--- Directions ---
Reproduce the listing below word for word, from its first line through the line containing "left=0, top=230, right=448, bottom=260", both inclusive. Omit the pictures from your answer.
* begin Provided material *
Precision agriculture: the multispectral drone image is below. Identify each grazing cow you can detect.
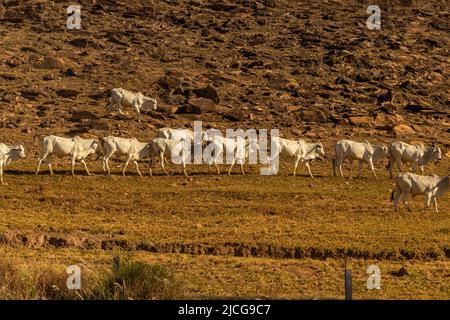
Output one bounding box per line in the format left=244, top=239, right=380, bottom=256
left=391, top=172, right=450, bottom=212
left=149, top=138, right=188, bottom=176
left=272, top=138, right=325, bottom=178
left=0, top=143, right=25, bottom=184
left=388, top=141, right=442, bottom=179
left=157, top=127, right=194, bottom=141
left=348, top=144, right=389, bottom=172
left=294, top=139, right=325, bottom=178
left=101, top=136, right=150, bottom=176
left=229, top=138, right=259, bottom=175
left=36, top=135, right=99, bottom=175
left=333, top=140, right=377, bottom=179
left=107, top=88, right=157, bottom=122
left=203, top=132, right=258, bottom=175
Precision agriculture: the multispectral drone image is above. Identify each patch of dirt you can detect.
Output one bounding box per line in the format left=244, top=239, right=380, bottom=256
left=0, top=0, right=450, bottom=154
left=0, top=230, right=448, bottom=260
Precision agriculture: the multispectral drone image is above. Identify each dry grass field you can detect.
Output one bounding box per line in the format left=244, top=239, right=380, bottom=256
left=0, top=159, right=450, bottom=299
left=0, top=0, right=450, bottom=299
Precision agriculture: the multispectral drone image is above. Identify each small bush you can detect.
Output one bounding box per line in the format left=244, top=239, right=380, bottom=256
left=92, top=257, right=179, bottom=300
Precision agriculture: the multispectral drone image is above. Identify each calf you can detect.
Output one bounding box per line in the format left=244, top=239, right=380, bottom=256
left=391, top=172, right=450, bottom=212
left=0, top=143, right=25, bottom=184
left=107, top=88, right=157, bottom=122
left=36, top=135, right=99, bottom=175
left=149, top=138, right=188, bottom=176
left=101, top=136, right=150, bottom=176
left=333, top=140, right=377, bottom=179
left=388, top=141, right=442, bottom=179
* end Provided material *
--- Written reply ---
Precision agriculture: the multispectral drone image is below. Identify each grazing cow you can detect.
Output one bounding box per line in the format left=244, top=239, right=380, bottom=256
left=391, top=172, right=450, bottom=212
left=149, top=138, right=188, bottom=176
left=272, top=138, right=325, bottom=178
left=0, top=143, right=25, bottom=184
left=388, top=141, right=442, bottom=179
left=157, top=127, right=194, bottom=141
left=348, top=144, right=389, bottom=172
left=294, top=139, right=325, bottom=178
left=101, top=136, right=150, bottom=176
left=229, top=138, right=259, bottom=175
left=36, top=135, right=99, bottom=175
left=333, top=140, right=377, bottom=179
left=107, top=88, right=157, bottom=122
left=203, top=132, right=258, bottom=175
Precision agriculture: the multispectral drone image is above. Identify each patch of dirt you can detect.
Output one bounding box per line in the format left=244, top=239, right=380, bottom=256
left=0, top=0, right=450, bottom=154
left=0, top=230, right=448, bottom=260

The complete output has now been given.